Work instruction :: Look for "xmlns" in the material below and show each line that contains it.

[[ Records for the exercise, beginning ]]

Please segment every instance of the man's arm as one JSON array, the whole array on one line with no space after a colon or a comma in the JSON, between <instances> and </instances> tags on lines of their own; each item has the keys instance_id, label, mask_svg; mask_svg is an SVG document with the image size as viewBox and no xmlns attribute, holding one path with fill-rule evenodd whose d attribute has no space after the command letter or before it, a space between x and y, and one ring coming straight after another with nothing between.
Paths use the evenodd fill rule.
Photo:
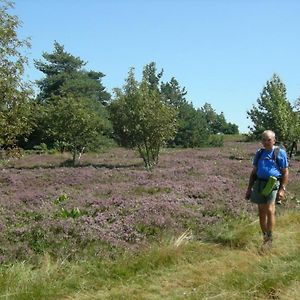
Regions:
<instances>
[{"instance_id":1,"label":"man's arm","mask_svg":"<svg viewBox=\"0 0 300 300\"><path fill-rule=\"evenodd\" d=\"M280 186L279 186L279 190L278 190L278 198L279 199L283 199L284 195L285 195L285 188L288 184L289 181L289 169L288 168L283 168L281 169L281 173L282 173L282 178L280 181Z\"/></svg>"},{"instance_id":2,"label":"man's arm","mask_svg":"<svg viewBox=\"0 0 300 300\"><path fill-rule=\"evenodd\" d=\"M248 188L247 188L247 191L246 191L246 196L245 196L246 199L250 199L251 189L252 189L254 181L256 179L256 171L257 171L257 167L253 166L253 169L252 169L251 174L250 174L249 182L248 182Z\"/></svg>"}]
</instances>

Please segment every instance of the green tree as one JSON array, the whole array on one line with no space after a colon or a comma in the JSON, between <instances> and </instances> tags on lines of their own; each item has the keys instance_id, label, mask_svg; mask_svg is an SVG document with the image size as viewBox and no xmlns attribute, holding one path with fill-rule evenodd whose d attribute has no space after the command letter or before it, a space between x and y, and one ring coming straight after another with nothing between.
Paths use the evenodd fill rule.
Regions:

[[ Records for the exercise, end ]]

Response below ::
Please segment every instance of the man's arm as one JSON array, the whole array on one line with no space after a colon or a comma in the JSON, between <instances> and </instances> tags on lines of their own; each item has the keys instance_id, label, mask_svg; mask_svg is an SVG document with the image size as viewBox and no xmlns attribute, holding one path with fill-rule evenodd whose d attribute has no space after the command letter or before it, a space between x and y, and one ring coming straight after another with nothing between.
Please segment every instance of the green tree as one JSON array, the whole array on one line with no space after a colon or a comma in the JSON, between <instances> and </instances> tags on lines of their own; each item has the keys instance_id, label, mask_svg; mask_svg is an SVG document with the image size as viewBox and no xmlns attribute, holding one path with fill-rule evenodd whose d attribute has no space after the command letter or before it, a space between x and y, and one ring coming straight after another with nothing between.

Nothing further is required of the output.